Scan the records for the line containing "Target: dirt patch". From there through the last line, write out each line exactly.

── Supplied data ──

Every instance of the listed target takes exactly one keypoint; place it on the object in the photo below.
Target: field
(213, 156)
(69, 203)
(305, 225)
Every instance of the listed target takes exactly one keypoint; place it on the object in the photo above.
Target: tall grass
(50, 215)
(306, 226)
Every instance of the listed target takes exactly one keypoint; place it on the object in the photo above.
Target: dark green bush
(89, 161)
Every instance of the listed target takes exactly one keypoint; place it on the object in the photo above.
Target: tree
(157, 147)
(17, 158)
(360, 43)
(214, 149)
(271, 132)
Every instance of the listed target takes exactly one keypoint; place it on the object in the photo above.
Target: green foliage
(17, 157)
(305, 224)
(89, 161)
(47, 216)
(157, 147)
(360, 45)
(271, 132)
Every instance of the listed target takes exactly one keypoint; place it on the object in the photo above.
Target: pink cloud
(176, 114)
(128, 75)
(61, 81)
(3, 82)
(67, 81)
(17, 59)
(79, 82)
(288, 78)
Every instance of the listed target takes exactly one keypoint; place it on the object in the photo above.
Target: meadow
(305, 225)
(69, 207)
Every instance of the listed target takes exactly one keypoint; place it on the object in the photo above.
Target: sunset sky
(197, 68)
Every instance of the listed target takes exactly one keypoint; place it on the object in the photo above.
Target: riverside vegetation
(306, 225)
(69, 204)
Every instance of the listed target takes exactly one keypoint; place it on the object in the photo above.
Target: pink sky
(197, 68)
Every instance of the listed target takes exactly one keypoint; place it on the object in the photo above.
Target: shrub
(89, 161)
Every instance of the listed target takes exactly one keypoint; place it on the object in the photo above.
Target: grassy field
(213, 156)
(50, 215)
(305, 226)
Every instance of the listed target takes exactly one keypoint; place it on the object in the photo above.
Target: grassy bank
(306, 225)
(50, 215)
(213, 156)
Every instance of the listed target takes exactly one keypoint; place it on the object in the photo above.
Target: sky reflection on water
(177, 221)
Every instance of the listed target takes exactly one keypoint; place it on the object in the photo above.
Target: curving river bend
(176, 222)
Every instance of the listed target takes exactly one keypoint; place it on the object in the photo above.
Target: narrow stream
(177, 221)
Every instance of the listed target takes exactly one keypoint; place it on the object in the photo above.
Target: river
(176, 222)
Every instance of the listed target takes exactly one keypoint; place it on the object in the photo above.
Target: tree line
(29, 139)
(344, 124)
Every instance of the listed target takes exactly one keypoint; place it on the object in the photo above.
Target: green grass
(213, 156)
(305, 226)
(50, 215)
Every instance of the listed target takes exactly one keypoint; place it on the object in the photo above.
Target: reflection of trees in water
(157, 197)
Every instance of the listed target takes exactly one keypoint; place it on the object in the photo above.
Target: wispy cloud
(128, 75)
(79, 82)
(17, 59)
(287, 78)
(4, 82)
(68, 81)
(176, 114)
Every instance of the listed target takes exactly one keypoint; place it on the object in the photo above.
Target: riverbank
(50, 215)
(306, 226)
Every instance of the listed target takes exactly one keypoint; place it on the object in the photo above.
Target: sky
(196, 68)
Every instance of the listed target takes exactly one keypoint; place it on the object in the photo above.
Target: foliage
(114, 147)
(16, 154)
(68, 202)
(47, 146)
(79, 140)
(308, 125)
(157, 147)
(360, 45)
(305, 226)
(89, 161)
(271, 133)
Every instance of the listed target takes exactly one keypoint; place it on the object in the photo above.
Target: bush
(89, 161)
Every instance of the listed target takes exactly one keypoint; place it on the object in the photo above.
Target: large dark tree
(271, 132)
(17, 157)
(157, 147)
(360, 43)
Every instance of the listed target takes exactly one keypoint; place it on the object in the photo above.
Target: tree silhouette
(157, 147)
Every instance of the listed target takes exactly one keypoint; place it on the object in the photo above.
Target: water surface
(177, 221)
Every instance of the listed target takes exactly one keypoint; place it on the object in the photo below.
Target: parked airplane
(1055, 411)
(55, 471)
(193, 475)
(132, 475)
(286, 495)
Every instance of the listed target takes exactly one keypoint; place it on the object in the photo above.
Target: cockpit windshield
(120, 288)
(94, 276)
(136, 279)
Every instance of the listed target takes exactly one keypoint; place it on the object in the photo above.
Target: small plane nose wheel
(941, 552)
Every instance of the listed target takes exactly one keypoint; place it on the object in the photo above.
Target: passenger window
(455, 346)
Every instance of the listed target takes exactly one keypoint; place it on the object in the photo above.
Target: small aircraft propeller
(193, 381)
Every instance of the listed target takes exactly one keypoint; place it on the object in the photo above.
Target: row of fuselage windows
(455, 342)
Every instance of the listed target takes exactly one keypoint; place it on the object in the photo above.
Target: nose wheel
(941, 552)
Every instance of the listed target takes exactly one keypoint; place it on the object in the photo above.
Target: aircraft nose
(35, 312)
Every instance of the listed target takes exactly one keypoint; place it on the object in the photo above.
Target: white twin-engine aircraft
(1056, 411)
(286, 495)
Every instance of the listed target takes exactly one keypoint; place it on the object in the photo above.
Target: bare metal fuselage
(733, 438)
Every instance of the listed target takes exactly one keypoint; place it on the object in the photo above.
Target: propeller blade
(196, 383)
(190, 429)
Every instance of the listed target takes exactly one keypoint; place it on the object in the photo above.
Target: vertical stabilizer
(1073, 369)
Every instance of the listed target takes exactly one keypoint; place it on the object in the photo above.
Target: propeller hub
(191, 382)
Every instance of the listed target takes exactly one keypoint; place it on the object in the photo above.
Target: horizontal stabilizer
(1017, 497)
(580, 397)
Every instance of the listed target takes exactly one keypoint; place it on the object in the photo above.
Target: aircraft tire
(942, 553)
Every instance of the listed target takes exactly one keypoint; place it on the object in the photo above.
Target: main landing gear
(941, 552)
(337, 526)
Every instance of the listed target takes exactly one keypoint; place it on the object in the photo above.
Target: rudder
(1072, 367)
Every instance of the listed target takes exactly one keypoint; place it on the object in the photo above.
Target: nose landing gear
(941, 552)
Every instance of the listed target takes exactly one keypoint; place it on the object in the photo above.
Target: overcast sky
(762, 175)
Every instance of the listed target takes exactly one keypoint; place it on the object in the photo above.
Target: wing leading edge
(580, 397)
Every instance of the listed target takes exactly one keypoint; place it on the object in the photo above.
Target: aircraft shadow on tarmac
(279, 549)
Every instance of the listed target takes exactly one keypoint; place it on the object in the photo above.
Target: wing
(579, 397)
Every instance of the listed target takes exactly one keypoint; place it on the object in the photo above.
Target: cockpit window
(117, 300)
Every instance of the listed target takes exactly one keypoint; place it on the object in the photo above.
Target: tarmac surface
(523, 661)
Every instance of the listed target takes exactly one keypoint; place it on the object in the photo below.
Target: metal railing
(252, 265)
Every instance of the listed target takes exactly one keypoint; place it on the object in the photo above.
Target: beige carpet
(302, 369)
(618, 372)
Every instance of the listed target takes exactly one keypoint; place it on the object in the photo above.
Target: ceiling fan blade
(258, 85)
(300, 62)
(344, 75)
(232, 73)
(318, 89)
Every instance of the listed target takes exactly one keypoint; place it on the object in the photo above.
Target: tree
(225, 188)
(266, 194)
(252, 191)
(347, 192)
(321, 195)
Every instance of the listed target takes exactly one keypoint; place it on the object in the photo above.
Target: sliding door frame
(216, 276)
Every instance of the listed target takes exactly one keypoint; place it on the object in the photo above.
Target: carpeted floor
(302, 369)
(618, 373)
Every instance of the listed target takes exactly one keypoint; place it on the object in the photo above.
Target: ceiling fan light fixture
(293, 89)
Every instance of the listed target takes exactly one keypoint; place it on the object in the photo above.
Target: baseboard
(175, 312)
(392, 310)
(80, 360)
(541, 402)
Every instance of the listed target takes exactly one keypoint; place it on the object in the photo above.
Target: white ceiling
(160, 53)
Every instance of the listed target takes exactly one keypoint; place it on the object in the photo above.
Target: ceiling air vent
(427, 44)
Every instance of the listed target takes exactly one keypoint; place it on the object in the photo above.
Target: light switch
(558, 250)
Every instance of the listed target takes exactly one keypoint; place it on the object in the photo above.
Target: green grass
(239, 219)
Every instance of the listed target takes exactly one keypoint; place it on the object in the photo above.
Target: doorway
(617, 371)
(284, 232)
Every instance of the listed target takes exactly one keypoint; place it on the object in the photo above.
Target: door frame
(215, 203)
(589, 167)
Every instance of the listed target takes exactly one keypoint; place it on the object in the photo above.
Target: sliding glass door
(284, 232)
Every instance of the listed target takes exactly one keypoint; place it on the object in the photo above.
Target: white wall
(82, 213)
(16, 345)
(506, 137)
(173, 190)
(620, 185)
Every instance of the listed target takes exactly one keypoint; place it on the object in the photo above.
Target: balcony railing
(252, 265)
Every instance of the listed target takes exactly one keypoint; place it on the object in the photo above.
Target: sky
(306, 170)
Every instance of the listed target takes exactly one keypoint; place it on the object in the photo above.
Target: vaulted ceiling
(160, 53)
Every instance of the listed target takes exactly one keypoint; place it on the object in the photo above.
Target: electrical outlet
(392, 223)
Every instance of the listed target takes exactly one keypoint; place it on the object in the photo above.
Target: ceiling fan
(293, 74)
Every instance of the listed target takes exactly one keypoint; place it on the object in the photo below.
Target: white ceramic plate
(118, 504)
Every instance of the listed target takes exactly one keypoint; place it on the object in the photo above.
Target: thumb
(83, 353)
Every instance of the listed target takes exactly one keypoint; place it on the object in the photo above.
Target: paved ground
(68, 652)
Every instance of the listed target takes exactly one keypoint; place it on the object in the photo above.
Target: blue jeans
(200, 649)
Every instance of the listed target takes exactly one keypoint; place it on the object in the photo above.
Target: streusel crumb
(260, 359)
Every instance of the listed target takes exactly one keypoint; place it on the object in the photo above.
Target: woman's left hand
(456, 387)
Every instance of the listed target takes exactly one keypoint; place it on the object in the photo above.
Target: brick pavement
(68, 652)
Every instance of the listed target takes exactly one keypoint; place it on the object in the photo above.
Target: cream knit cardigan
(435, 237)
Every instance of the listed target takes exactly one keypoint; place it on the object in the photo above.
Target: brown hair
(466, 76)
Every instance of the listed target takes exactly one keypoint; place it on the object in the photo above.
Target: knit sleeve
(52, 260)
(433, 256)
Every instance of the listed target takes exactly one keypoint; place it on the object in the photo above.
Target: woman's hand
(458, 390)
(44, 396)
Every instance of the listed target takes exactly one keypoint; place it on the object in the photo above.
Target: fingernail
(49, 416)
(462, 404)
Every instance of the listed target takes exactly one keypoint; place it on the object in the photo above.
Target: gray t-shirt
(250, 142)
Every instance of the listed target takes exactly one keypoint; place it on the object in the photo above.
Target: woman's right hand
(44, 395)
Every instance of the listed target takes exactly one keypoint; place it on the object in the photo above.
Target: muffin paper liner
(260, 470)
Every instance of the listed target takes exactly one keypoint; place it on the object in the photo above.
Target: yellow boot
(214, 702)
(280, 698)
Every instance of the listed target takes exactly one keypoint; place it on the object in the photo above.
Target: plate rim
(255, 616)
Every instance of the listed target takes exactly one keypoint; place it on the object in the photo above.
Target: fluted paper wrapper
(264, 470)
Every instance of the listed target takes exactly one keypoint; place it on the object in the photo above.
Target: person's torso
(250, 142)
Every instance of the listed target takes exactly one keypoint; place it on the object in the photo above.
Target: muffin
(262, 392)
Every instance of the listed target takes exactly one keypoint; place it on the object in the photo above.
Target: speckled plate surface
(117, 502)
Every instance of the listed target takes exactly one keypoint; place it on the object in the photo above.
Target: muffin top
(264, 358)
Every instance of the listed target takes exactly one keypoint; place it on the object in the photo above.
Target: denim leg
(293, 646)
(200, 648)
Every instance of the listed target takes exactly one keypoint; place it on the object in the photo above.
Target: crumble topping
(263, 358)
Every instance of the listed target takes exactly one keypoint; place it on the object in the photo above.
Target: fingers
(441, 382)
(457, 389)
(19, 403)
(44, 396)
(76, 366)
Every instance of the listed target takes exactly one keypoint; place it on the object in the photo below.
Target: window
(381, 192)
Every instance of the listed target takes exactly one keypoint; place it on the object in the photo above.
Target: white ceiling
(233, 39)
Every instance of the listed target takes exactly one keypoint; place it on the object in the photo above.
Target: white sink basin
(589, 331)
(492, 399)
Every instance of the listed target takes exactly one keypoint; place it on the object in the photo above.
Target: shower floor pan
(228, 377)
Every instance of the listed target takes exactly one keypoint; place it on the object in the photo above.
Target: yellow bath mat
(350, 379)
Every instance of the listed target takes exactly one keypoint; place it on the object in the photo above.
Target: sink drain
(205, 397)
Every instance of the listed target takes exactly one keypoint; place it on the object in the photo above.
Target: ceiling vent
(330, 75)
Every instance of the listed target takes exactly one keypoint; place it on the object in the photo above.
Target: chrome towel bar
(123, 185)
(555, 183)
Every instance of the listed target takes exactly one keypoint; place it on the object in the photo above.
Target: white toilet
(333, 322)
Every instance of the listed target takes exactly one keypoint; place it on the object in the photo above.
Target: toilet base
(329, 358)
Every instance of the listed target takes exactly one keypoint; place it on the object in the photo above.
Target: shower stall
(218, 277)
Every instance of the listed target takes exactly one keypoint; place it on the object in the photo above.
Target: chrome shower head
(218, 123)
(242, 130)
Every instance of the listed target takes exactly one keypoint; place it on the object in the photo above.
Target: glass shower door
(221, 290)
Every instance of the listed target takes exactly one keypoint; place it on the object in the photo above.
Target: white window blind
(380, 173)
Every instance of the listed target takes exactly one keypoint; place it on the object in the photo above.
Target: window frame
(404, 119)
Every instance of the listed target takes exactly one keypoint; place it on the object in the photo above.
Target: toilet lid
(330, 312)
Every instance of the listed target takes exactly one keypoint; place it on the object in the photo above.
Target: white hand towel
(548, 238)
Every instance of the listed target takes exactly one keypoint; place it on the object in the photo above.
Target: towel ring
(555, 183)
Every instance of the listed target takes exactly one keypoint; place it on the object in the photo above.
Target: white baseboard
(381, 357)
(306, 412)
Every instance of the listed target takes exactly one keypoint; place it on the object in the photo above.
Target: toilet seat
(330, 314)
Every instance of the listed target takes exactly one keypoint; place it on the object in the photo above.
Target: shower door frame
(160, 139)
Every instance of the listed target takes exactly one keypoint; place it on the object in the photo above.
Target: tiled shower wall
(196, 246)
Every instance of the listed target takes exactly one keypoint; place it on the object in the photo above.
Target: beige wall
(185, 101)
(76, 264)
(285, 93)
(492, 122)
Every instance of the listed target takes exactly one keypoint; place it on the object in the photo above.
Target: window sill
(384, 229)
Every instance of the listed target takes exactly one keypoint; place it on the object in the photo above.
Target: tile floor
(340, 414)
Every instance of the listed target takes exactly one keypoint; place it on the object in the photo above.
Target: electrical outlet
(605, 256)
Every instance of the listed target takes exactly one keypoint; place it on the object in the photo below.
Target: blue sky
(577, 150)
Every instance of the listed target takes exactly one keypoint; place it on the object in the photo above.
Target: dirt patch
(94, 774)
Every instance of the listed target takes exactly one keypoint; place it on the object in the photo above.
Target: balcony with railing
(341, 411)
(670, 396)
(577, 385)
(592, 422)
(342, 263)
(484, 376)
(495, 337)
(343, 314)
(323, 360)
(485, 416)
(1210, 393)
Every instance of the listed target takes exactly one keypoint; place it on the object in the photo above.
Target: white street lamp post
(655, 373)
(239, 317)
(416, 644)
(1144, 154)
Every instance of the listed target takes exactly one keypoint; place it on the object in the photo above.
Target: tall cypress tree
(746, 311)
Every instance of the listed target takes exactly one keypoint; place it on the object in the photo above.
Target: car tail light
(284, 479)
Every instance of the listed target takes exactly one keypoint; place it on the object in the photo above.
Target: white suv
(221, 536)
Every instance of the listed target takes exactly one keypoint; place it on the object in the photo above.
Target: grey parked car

───

### Result
Target: dirt patch
(94, 774)
Every instance of the listed target takes exactly one keypoint; place it on the object in the photo above.
Target: balcony with railing
(341, 411)
(670, 396)
(577, 385)
(592, 422)
(342, 263)
(484, 376)
(495, 337)
(343, 314)
(323, 360)
(485, 416)
(1210, 393)
Every instance of the listed target takes exactly one keypoint; place it on the object in the photo above.
Target: white street lamp post
(655, 373)
(239, 317)
(416, 644)
(1144, 154)
Every instance of the listed target takes exactly one keypoint; place it on the object in the photo above.
Target: tall cypress tree
(746, 311)
Every instance of the listed target takes exactly one keypoint; place it on the object in the photo above.
Target: car tail light
(284, 479)
Every instance of the listed target takes exactly one keypoint; place it on the object in the photo above.
Target: white suv
(221, 536)
Every instance of the listed target takes exactly one keypoint; place it on the object in the photo above.
Target: grey parked car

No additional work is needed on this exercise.